* _WRITTEN REQUEST 1_: In the records below, put the part that begins with the line containing "Practice step: label each instance of the bird in" and runs through the end of the records into a JSON list of strings, one string per line, skipping blank lines.

***

Are you “focus on the task” person or do you think big-picture? I’m a task person, and only recently had an “ah ha” moment that made me realize I need to think before I act.

Here’s the simple story: Along with being the Director of Business Development for BKG, I am also a part owner of a now defunct nightclub and restaurant. At the beginning of the summer we decided to build a deck outside to attract an after-work crowd. So we built the deck, which I paid for ($2,000). The deck was built in two days and literally thirty days later we closed the bar. So I hired someone to take the deck apart so I could re-use the lumber for a deck at my house. Once the deck was disassembled, I loaded all the wood on a trailer and hauled it to my house where I unloaded it in a huge pile. The contractor who is going to build my deck came to my house to give me a bid and told me I needed to separate the wood by size so he can see what he has to work with. So I separated all the wood into separate piles by size.

Mistake 1) If I had been thinking big-picture instead of just being set on accomplishing a task I would have realized that a deck was not going to save the nightclub and restaurant. Mistake 2) When I hauled all the wood to my house I should have stacked it in piles as I unloaded it from the trailer; instead of trying to accomplish the task of just getting it off the trailer and putting it all in one big pile.

***

* _WRITTEN REQUEST 2_: Continue the essay above on task-focused versus big-picture thinking, starting after its last sentence.

***

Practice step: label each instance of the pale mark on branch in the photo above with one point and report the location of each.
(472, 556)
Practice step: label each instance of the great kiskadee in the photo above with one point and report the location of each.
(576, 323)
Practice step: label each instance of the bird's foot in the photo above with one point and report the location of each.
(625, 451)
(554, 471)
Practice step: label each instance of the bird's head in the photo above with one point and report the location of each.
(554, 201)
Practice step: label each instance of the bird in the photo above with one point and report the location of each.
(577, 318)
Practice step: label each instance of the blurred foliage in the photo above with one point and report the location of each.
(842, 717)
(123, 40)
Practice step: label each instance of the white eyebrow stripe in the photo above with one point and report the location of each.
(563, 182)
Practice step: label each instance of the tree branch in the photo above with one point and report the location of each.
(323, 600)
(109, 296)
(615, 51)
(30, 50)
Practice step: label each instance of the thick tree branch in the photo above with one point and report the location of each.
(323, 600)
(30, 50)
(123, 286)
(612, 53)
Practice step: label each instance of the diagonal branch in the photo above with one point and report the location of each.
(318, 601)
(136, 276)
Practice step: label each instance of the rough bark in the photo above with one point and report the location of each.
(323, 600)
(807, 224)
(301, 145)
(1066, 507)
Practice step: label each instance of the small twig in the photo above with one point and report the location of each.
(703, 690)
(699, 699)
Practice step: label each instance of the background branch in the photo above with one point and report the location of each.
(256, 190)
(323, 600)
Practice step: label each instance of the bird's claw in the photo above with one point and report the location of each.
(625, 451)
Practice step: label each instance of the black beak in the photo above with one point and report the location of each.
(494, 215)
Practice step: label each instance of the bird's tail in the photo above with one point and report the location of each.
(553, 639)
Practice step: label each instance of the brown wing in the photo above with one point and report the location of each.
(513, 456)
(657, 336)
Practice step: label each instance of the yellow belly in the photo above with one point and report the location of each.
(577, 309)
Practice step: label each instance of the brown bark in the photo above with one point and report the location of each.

***

* _EXERCISE RESULT 1_:
[
  "Practice step: label each instance of the bird in the photo above with one point and report the location of each.",
  "(577, 318)",
  "Practice step: label each instance of the blurred foliage in the photo above with one point and report the location of each.",
  "(842, 717)",
  "(123, 40)",
  "Practice step: label each instance of the white eyebrow stripe in the photo above with one point and report the location of each.",
  "(563, 182)",
  "Practice step: label each instance of the tree branch in the photo above with one point and report the location of each.",
  "(323, 600)",
  "(109, 296)",
  "(615, 51)",
  "(30, 50)",
  "Practice step: label each instance of the thick tree branch in the photo above with one point and report the location of each.",
  "(323, 600)",
  "(30, 50)",
  "(123, 286)",
  "(612, 53)",
  "Practice step: label each instance of the diagonal branch in the photo above with one point and report the location of each.",
  "(318, 601)",
  "(136, 276)",
  "Practice step: label each instance of the rough bark in the photo above with one point and report the location of each.",
  "(323, 600)",
  "(807, 224)",
  "(301, 145)",
  "(1066, 507)",
  "Practice step: label each instance of the small twig in the photo above with one point and report the location of each.",
  "(703, 690)",
  "(699, 699)",
  "Practice step: label each instance of the background branch in the photo above with one point and report the location of each.",
  "(256, 190)",
  "(323, 600)",
  "Practice step: label each instance of the bird's claw in the photo above with one point and report the location of each.",
  "(625, 451)",
  "Practice step: label each instance of the black beak in the photo above with one point and report the location of each.",
  "(494, 215)",
  "Practice step: label each instance of the bird's tail in the photo above with one point and report the location of each.",
  "(553, 639)",
  "Practice step: label each instance of the brown wing in the photo above with one point and report the location of each.",
  "(513, 456)",
  "(657, 336)",
  "Practice step: label each instance of the yellow belly in the photo above with one point and report the location of each.",
  "(577, 309)",
  "Practice step: label each instance of the brown bark in the photo above with one point and report the location of each."
]

* _EXERCISE RESULT 2_:
This is also, until recently, how I approached my position at BKG. I have the job of getting new business in the door. I would sit at my desk and call and e-mail as many potential clients as I could, trying to get them to pay attention to us. Really all I was doing was moving around that pile of wood. I decided to take a step back and rethink my sales process. I wrote down a lot of questions. Two that kept coming back to me are: When contacting these potential clients was I really providing value? Was I really giving them a reason to do business with us? The answer is “NO.” I need to provide value first which in turn will give them a reason to work with us. I need to be a thinker first (provide value) and a doer second (reason to do business with us) and stop playing with my wood so much!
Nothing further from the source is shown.